» **DOCUMENT EXTRACT**
↓↓↓

When you head out on an Alaska fishing charter, you always know what you’re hoping to catch (most likely salmon or halibut). But with more than 500 different species swimming in Alaska waters, there is always a chance that something unexpected will end up on the end of your hook.

In recent years, the Alaska Department of Fish and Game has seen more and more reports of mystery fish. Biologists attribute these catches to “The Blob,” an area of water that’s up to 10 degrees warmer than average and covers much of the northeastern Pacific Ocean from Mexico to the Bering Sea. “The Blob’s” presence means that fish that usually prefer warmer waters could travel far from home and all the way up to Alaska.

Take, for example, the bigmouth sculpin. Although these are usually found in the Gulf of Alaska at depths of 50-150 fathoms of water, the gigantic prehistoric-looking fish can seem like a mystery to unsuspecting fishers. It’s known for its large head and mouth, and it has 13-15 free dorsal fin that spin and grow to be about 30 inches. This is one of the stranger sights in the waters of Alaska.

The Alaska Department of Fish and Game has also had several reports in recent years involving the ragfish. These are found throughout the Gulf of Alaska and deeper waters in the Bering Sea. Ragfish have been found in Juneau, Sitka, Valdez and Gustavus. The adult fish are purplish-brown in color, have longer bodies and lack pelvic fins. The ragfish gets its name because of the lack of a bone structure that is mostly made up of cartilage.

↑↑↑

[Referring expression pointing data]
↓↓↓

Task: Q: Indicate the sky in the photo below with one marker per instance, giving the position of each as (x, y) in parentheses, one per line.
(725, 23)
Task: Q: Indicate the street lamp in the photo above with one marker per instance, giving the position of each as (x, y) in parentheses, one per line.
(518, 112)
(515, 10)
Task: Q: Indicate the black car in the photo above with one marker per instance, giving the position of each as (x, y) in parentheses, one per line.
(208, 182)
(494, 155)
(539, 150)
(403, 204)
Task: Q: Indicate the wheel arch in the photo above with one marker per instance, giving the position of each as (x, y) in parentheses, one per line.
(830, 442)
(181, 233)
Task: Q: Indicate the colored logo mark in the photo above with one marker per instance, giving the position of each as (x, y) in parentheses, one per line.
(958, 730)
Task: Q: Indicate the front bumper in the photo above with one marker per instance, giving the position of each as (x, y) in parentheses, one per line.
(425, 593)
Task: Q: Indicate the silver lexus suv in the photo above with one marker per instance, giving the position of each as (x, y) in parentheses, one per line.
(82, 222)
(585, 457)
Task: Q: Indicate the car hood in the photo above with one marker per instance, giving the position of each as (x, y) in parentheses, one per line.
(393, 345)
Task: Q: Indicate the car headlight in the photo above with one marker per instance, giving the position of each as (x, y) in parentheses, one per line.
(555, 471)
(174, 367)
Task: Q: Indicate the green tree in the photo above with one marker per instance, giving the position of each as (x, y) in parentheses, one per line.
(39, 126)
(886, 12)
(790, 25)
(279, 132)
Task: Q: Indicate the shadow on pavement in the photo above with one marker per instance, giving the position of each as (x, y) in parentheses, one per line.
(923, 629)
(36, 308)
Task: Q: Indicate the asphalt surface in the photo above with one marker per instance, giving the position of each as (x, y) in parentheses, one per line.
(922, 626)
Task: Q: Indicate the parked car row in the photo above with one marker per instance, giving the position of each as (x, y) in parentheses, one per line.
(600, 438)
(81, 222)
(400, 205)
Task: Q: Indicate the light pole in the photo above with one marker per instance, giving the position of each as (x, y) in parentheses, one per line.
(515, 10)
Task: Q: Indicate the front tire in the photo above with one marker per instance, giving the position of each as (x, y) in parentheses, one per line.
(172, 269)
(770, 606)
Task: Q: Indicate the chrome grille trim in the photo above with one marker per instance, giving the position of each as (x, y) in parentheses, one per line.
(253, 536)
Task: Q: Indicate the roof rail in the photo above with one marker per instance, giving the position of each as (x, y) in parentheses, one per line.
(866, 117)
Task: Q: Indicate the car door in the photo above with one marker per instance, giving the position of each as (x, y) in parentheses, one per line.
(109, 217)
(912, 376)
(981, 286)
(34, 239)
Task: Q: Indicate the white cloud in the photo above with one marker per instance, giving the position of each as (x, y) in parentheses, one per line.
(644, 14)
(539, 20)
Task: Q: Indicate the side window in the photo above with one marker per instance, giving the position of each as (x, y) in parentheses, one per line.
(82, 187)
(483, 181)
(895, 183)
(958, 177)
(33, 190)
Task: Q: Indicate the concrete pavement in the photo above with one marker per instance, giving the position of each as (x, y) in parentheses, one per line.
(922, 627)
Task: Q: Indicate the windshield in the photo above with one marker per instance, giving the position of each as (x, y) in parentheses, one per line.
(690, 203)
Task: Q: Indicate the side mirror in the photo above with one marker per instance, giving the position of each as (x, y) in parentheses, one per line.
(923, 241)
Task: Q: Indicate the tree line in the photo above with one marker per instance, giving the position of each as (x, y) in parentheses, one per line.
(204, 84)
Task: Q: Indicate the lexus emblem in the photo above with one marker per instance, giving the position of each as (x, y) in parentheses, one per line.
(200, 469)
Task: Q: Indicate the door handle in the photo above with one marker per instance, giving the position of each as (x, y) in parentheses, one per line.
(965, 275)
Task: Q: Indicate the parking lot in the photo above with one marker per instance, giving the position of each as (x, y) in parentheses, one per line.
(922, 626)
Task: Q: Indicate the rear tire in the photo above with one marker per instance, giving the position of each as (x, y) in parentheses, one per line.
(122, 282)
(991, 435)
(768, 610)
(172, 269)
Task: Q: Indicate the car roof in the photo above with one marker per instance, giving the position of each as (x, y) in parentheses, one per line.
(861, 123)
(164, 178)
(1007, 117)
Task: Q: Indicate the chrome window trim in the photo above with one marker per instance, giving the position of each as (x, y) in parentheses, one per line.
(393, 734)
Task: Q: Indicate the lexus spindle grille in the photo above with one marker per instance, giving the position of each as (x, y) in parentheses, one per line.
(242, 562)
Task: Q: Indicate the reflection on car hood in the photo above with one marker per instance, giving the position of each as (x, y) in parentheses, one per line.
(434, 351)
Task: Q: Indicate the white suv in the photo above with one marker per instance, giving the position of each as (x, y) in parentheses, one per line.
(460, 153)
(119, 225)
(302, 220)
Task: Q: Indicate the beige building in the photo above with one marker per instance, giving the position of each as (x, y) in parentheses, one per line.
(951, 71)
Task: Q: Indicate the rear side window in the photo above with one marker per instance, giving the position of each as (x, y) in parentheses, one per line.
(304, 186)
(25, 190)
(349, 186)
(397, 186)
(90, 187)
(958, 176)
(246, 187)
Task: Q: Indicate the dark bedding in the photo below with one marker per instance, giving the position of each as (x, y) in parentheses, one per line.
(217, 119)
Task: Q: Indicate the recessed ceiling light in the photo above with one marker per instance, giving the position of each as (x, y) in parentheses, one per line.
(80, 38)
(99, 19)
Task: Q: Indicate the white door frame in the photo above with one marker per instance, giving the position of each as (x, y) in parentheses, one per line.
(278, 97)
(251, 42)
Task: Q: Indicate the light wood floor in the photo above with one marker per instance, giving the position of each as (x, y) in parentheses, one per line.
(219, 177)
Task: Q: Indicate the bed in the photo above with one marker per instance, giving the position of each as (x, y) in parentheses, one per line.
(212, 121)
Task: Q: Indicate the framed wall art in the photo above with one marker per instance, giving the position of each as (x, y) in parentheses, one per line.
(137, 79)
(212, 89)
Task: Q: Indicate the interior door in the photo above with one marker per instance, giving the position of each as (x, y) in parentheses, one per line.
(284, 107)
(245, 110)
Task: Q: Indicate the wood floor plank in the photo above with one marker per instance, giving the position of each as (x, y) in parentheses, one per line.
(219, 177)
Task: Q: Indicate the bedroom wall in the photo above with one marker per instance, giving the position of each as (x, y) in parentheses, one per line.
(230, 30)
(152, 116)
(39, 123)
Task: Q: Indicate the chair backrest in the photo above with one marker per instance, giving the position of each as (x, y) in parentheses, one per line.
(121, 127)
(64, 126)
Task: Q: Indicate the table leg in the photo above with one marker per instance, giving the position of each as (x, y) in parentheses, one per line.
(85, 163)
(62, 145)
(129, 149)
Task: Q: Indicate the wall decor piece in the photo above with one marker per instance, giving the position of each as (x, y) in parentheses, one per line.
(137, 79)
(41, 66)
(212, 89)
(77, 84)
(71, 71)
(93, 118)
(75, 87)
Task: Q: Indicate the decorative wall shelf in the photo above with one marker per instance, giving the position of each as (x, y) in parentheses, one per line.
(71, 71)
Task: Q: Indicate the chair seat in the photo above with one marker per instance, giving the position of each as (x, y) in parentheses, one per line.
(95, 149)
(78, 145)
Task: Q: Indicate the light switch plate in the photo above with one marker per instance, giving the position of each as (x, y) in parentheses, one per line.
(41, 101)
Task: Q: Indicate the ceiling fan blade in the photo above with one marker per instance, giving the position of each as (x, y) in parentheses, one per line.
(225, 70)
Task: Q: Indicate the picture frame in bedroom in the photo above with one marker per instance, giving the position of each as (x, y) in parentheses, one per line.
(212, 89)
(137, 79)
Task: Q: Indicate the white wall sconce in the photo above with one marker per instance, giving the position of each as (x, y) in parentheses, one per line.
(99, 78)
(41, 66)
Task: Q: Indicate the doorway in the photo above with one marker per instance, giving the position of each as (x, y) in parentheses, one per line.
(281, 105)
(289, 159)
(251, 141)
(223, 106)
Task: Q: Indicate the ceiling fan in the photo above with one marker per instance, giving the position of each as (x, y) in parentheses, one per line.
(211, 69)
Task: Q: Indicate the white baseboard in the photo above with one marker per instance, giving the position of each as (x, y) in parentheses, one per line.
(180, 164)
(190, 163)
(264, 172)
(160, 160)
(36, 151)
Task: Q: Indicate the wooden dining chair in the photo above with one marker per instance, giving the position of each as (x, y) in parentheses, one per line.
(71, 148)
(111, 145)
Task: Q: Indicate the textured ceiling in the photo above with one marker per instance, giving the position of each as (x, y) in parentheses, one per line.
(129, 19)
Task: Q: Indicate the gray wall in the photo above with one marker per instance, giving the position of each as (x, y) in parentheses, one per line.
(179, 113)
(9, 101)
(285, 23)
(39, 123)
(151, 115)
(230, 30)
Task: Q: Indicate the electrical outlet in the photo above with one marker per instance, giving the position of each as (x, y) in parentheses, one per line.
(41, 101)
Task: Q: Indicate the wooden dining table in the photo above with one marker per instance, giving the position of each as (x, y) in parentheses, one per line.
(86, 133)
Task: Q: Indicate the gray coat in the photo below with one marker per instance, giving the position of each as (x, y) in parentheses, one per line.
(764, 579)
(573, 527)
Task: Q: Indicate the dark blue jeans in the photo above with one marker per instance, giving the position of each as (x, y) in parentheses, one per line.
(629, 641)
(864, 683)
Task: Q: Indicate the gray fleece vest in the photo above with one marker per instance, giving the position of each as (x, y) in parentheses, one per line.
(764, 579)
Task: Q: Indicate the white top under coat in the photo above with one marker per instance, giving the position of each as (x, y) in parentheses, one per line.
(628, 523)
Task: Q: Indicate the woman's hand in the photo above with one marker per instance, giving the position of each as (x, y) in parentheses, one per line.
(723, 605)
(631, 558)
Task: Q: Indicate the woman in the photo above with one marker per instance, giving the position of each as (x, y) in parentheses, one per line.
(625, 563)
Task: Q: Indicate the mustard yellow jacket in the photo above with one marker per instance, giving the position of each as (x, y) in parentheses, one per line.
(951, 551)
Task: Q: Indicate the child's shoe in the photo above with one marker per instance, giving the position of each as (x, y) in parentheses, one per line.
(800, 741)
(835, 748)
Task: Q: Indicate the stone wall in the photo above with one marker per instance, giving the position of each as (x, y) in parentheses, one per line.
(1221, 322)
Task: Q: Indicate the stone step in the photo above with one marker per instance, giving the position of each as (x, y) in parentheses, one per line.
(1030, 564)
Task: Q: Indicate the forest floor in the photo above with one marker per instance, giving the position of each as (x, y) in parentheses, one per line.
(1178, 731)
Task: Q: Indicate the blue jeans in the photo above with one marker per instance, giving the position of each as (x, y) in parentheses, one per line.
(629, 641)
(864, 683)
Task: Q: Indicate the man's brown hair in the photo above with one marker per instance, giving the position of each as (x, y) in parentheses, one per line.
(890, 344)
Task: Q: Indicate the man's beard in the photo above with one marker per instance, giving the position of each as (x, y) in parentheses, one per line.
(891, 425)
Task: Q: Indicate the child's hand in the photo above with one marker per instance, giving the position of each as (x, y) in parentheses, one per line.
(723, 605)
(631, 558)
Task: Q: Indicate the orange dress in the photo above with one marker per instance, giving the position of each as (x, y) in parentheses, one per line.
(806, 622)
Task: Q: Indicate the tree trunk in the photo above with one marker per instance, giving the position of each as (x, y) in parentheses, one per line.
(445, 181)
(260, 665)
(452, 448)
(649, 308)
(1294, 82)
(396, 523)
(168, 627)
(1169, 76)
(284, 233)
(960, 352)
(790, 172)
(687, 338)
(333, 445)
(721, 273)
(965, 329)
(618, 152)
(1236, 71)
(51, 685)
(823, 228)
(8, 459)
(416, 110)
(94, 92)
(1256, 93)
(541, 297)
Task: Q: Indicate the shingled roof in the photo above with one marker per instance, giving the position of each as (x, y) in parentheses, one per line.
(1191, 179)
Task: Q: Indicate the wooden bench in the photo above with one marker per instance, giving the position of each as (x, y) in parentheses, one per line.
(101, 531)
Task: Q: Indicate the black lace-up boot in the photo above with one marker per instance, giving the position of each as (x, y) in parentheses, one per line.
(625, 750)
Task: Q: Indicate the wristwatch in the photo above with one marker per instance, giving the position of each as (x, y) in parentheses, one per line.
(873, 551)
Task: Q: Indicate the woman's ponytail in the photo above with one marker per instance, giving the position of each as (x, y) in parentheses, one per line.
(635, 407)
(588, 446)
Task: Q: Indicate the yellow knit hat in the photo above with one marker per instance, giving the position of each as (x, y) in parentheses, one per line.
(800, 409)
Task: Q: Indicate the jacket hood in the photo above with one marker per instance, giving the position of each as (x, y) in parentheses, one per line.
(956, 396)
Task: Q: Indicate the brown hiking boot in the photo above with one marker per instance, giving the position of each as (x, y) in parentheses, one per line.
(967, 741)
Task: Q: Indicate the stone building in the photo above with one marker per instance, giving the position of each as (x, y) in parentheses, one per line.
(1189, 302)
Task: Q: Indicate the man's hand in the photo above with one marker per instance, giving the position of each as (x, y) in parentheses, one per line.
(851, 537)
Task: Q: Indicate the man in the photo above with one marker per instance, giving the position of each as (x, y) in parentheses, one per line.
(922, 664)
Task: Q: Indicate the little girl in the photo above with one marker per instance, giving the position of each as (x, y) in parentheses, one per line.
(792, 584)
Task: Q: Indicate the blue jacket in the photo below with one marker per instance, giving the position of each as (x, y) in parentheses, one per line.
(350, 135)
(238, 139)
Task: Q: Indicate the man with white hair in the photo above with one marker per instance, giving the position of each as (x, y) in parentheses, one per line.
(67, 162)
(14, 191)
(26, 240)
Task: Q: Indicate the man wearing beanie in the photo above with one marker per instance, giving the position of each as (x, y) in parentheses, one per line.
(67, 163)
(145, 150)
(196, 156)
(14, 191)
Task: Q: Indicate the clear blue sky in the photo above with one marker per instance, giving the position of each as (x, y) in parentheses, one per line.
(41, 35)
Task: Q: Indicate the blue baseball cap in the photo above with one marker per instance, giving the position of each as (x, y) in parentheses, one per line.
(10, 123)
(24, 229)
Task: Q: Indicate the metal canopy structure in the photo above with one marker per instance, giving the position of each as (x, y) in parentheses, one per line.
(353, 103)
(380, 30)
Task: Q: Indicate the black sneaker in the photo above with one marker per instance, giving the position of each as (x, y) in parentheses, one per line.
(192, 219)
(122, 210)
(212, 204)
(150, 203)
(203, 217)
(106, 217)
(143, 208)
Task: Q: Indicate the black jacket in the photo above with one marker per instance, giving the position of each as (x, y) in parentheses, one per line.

↑↑↑

» **EXERCISE DESCRIPTION**
Continue the piece on unusual fish caught in Alaska waters, starting after its last sentence about the ragfish.

» **ANSWER SECTION**
For fish that you are more likely to reel up, but look just as weird, look no further than the Yelloweye Rockfish. The fish are a mix of yellow, orange and red with a bright golden yellow eye. Anglers may notice that the fish have black tips on their fins. These fish can be as long as 36 inches, and can really throw a fisher off their game when they are brought to the surface resembling a large goldfish.

Visitors to Alaska will often be going out on a salmon fishing charter for the chance to catch one of the five types of salmon. While Alaskans will tell you only three are worth keeping (king salmon, silver salmon and sockeye salmon), it’s fun to learn all the types. Use this trick with each of the names of the fingers corresponding to a fish type.

  1. Chum (also known as dog) rhymes with thumb.
  2. Sockeye (also known as red) is the index finger. Just imagine poking someone’s eye out with your pointer finger.
  3. King (also known as chinook) is the middle finger.
  4. Silver (also known as coho) salmon corresponds to the ring finger as it is often adorned with silver.
  5. Pink (also known as humpy) salmon is the pinky finger.

There is actually another type of salmon becoming more popular with sport fishers. The salmon shark (pictured) is gray with white markings, a wide tail, long gill slits and large teeth. It can grow to be more than 10 feet long but averages about six to eight feet. Most charters for salmon sharks leave out of Seward, Valdez, Cordova or Kodiak. This type of fishing is for an angler looking for a big fight as the sharks have an aggressive nature. The meat is said to taste like swordfish.

While the unusual fish won’t always come to the surface, it’s fun to know what’s out there. The Alaska Department of Fish and Game also has this fish species guide to help you learn the different types and where they can be found in Alaska.

Fish on!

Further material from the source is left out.